▶ [THE PROBLEM]: Copy out every line of the records below, requests included, and shift each answer point by adding 108 to both of its pixel coordinates.

▶ [DATA EXCERPTS]:
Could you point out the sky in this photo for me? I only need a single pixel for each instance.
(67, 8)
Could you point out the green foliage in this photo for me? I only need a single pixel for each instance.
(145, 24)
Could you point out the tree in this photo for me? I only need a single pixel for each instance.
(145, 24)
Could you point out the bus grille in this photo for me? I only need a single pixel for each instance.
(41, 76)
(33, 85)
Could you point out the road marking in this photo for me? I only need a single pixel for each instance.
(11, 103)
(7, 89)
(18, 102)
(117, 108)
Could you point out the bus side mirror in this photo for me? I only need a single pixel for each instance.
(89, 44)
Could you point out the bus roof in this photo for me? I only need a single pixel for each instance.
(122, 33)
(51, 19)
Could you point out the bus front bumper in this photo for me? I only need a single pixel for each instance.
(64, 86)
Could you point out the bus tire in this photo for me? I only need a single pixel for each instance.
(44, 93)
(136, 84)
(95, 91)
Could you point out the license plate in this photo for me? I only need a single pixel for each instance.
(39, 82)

▶ [TASK SOLUTION]:
Could you point out the sky in this photo for me? I only need a single pixel for each instance.
(175, 116)
Could you point out the green foliage in this photo for me? I only need a single pixel for each instance.
(253, 132)
Could you point out the tree in this photo for me? I only need a single pixel for each instance.
(253, 132)
Could you point out the bus grille in this photo for me? I only need a single pixel for each instance.
(149, 184)
(141, 193)
Could you point out the road marking in this photo for me? I only need a single pixel for each instance.
(119, 211)
(115, 197)
(126, 210)
(225, 216)
Could you point out the bus side mirror in this photo for me? I only need a single pixel for each instance.
(197, 152)
Could you point out the bus roof in this photo for me? I only need a single pixel for each instance.
(230, 141)
(159, 127)
Could you point out the bus front bumper in this photo for me? I only need a single pixel for each instance.
(172, 194)
Could you point out the bus tire in this photo for me? I only need a single pixel for each instance.
(152, 201)
(244, 192)
(203, 199)
Could you point out the license plate in this photo for me? I only need a single pixel for each instance.
(147, 190)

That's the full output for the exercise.